--- START ENTRIES ---

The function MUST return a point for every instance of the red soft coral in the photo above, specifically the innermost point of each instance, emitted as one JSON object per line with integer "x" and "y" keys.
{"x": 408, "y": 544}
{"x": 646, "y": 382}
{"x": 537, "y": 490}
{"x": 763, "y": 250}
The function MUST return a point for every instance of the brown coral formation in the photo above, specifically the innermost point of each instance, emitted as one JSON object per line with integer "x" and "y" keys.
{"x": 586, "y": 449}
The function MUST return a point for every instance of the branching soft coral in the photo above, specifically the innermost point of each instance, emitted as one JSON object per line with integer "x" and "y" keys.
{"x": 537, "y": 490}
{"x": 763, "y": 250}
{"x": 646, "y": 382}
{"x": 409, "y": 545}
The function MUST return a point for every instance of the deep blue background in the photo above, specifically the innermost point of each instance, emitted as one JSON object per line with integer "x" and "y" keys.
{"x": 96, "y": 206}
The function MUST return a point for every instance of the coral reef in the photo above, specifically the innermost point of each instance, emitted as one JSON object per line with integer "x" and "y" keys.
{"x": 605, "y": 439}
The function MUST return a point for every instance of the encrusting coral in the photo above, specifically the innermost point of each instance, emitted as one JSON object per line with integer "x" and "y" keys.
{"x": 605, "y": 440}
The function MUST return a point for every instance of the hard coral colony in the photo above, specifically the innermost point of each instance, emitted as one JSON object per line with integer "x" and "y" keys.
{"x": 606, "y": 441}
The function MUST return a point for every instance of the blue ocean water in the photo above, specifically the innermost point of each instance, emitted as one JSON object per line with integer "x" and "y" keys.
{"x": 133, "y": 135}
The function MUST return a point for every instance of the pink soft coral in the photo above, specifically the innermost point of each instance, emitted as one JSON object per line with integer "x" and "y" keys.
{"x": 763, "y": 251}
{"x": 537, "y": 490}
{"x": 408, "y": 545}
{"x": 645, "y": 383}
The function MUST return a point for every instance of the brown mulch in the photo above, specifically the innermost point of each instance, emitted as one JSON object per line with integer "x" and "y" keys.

--- END ENTRIES ---

*TASK GOAL*
Render every line above as a numbered list, leaving out any blank lines.

*OUTPUT*
1. The function MUST return a point for every instance of the red soft coral in the photo above, specifically the innermost point of each instance, emitted as one JSON object per line with integer "x" and "y" keys.
2. {"x": 408, "y": 544}
3. {"x": 646, "y": 382}
4. {"x": 537, "y": 490}
5. {"x": 763, "y": 250}
6. The function MUST return a point for every instance of the brown coral formation in the photo above, specifically the innermost point of each instance, emitted as one JSON object per line with integer "x" and "y" keys.
7. {"x": 586, "y": 449}
8. The function MUST return a point for every instance of the branching soft coral in the photo above, specifically the innermost point of each instance, emitted as one JSON object per line with integer "x" and "y" keys.
9. {"x": 537, "y": 490}
10. {"x": 763, "y": 250}
11. {"x": 646, "y": 382}
12. {"x": 409, "y": 545}
13. The function MUST return a point for every instance of the deep blue background in the photo above, specifically the innermost point of each instance, emitted as one JSON object per line with integer "x" and "y" keys.
14. {"x": 96, "y": 206}
15. The function MUST return a point for every instance of the coral reef in the photo above, specifically the innermost point of each instance, emitted as one JSON object per line with integer "x" and "y" keys.
16. {"x": 605, "y": 439}
17. The function MUST return a point for every instance of the encrusting coral in the photo above, specifically the innermost point of each instance, emitted as one JSON object per line with integer "x" and "y" keys.
18. {"x": 605, "y": 440}
19. The function MUST return a point for every instance of the hard coral colony in the photo above, specifically the innermost point of each instance, emitted as one JSON object per line with integer "x" and "y" keys.
20. {"x": 606, "y": 441}
21. The function MUST return a point for every instance of the blue ocean water in the photo above, specifically the innermost point of each instance, emitted as one JSON object per line with integer "x" and "y" keys.
22. {"x": 133, "y": 135}
23. The function MUST return a point for every instance of the pink soft coral in the photo above, specifically the innermost point of each instance, emitted as one JSON object per line with integer "x" and "y" keys.
24. {"x": 763, "y": 251}
25. {"x": 537, "y": 490}
26. {"x": 408, "y": 545}
27. {"x": 645, "y": 383}
28. The function MUST return a point for every instance of the brown mulch in the photo above, specifically the innermost point of each instance, emitted as one JSON object per line with integer "x" and "y" keys.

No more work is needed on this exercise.